— Provided text —
Perpetual motion proposals are of two types, and the distinction is crucial. A Perpetual motion machine of the first kind actually creates energy. Some of this is inevitably rendered inaccessible through friction losses in bearings, or air drag on moving parts, or the like; but the rest is available to the world as free energy. By contrast, a perpetual motion machine of the second kind neither creates nor destroys energy. It runs forever by completely eliminating friction in the bearings, air drag, and such; but any attempt to extract energy from it causes it to slow down.

These two types of machine respectively contravene the first and second laws of thermodynamics. The first law states that energy is conserved, and the second that entropy increases. More on these in a moment.

Most publicity attaches to perpetual motion proposals of the first kind. Their proponents generally agree with scientists as to the laws of force and torque operating within their machines. The law of force was first elucidated by Isaac Newton three centuries ago, and states that Force=Mass x Acceleration. Similarly, angular acceleration is proportional to the applied torque.

Once it is accepted that undisturbed motion is a body’s natural state, that it alters its velocity (i.e., accelerates) only when a force is acting on it, and that slowing down is not the natural state but the result of frictional forces, the path to Newton’s laws is easy and intuitive. It nevertheless took a genius of Newton’s magnitude to overthrow the Aristotelian model of space and time.

But, crucially, the same people do not accept that the force and torque laws also imply conservation of energy. This makes good sense: no force, no velocity change, no energy change. But in a complicated machine the same principle is one step further removed from the forces and torques which people can feel, and is often beyond untutored intuition. I am told, with a don’t-blind-me-with-science look, ‘Maybe, but what is wrong with my machine?’ Perpetual motion advocates, having once got into a physicist’s office, are reluctant to leave until a lengthy impasse is reached.

One catch occurs so often it is worth singling out. Perpetual motion machines, in common with many others, a.re almost invariably cyclic; after sufficient operation, called a cycle, the machine returns to its initial configuration. A wheel making one complete turn is the simplest example. (Cyclicity is a matter of convenience, since a non-cyclic machine would be difficult to exploit.) In evaluating cyclic machines, it is essential to consider the energy balance over a complete cycle. Cyclic machines with an obvious acceleration mechanism in one part of the cycle, but a subtle deceleration process in another, are particular favourites.

Location identification items
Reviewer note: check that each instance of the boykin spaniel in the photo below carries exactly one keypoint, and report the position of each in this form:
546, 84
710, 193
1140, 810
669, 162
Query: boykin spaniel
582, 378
--
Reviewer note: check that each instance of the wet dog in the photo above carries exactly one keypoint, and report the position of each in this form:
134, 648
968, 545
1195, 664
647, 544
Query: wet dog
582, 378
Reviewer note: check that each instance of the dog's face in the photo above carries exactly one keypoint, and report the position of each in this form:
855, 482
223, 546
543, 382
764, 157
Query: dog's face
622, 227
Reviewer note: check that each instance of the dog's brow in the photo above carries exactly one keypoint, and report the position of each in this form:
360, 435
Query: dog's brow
--
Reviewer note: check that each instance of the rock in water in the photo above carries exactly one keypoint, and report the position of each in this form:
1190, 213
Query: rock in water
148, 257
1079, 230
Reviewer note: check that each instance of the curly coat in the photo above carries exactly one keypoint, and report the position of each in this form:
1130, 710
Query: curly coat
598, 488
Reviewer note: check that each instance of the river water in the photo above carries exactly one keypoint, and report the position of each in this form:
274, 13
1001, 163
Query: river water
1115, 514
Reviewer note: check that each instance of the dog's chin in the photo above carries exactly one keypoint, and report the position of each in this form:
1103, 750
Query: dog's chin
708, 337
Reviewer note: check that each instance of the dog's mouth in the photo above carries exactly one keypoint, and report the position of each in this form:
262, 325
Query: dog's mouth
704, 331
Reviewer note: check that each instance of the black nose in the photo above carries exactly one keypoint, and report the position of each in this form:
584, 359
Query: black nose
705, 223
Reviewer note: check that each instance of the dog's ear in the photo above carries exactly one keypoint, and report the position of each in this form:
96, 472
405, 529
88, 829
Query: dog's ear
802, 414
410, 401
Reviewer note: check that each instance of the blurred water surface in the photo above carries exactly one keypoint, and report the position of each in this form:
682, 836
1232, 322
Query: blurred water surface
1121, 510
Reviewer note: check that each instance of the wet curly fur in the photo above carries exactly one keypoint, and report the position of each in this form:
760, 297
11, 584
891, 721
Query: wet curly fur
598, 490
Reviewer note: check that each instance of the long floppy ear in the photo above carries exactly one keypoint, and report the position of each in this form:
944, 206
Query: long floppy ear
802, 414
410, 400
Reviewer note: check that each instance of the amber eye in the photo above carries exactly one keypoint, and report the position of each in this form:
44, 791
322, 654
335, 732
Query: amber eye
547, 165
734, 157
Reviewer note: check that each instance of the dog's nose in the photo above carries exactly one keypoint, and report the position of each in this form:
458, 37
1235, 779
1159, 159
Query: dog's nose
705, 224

— Aim —
Extend the passage on perpetual motion machines above, starting after its final sentence.

— Output of the exercise —
Even more subtle are those machines which interchange energy between its various forms: motion, heat, latent heat of evaporation (the ‘drinking bird’, a popular toy), electromagnetism, and so on. Some of the subtleties are quite ingenious, but if physics is operating as it has been understood for three centuries, the catch is inevitably there somewhere.

Perpetual motion machines of the second kind, though less commercially attractive, are no less interesting. Moreover, they exist! From Newton’s laws it follows that an isolated system in motion, with no forces or torques acting on it, exhibits precisely perpetual motion of the second kind. How can this be reconciled with the running down of a top due to the friction at its tip? The answer is that the energy has not been destroyed, but converted into heat at the tip. Since heat is motional energy of the atoms in the tip, we could still see continuing motion if our eyesight were good enough. The motion is therefore perpetual, though on an atomic scale rather than an everyday one. We say the energy of the top has degraded into heat, and this process translates into physics through the second law of thermodynamics. It is a consequence of our inability to see things on the atomic scale, rather than a fundamental property of nature like the first law.

A further subatomic example of the second kind is electrons orbiting the atomic nucleus. Obviously, there is no air resistance! Because of the peculiarities of the quantum theory of atomic processes, we can no longer picture the process simply. Nevertheless, the criterion for perpetual motion of the second kind is still satisfied: verifiable predictions are not altered unless the system is disturbed. In other words, the electron does not ‘run down’. Energy conservation still holds good in quantum mechanics.

A large-scale example is the earth orbiting the sun. Meteorite strikes and other external influences, which affect the motion, are separate issues. Clearly perpetual motion of the second kind is common on celestial and atomic scales, but rare on Earth. However, we now know how to set up a simple quantum state as large as we like. The secret is to cool the system sufficiently near to absolute zero. The most famous example is superconductivity, currently in vogue, in which an electric current circulates in a wire loop with zero resistance, needing no battery to drive it. Although the current itself is still invisible, its effects are observable. Another example is superfluidity, in which a liquid flows up the inside of a tube immersed in it, and back down the outside, indefinitely.

How do these systems beat the second law? This law is ultimately only probabilistic reasoning, used in the absence of detailed information about each atom. Since we normally ask questions only about large-scale quantities, the enormous number of atoms being averaged over guarantees our answers accurate with almost total certainty. (Entropy relates to the amount of information needed to specify the system at the atomic level.) In the examples just given, we are dealing not with millions of particles, but with one electron, one planet, one known quantum state. Our reasoning then is exact; the second law is a different form of reasoning used in different circumstances. Proposals which violate the second law, all ultimately equivalent to impossible heat engines, tend to be more subtle than proposals of the first kind.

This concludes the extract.